INFORMATION:
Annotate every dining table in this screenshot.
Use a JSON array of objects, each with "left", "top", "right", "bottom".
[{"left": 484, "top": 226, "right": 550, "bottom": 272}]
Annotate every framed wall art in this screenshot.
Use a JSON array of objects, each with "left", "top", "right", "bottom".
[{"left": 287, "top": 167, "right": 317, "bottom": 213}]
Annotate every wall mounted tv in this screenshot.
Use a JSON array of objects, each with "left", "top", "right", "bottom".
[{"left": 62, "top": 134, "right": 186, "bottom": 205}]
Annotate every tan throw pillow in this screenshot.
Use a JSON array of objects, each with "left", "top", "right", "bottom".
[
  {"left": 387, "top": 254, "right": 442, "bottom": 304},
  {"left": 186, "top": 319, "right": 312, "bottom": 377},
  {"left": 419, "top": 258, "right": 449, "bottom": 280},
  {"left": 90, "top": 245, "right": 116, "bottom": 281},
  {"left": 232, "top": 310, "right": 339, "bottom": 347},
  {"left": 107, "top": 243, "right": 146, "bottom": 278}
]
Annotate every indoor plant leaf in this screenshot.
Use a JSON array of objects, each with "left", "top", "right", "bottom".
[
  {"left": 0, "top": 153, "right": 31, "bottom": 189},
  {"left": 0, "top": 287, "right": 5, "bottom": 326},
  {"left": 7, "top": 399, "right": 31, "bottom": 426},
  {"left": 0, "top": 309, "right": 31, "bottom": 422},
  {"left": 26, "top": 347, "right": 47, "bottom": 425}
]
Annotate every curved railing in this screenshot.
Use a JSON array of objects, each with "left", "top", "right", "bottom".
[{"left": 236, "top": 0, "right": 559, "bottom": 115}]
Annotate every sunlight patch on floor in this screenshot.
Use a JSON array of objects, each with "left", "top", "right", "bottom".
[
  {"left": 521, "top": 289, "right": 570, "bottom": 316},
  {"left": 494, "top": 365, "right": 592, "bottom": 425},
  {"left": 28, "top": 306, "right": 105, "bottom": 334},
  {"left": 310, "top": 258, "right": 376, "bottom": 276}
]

TASK DETAILS: Report the lines above that have the word "wall" in them.

ANSWER SECTION:
Annotate every framed wall art in this screenshot.
Annotate every wall mounted tv in this screenshot.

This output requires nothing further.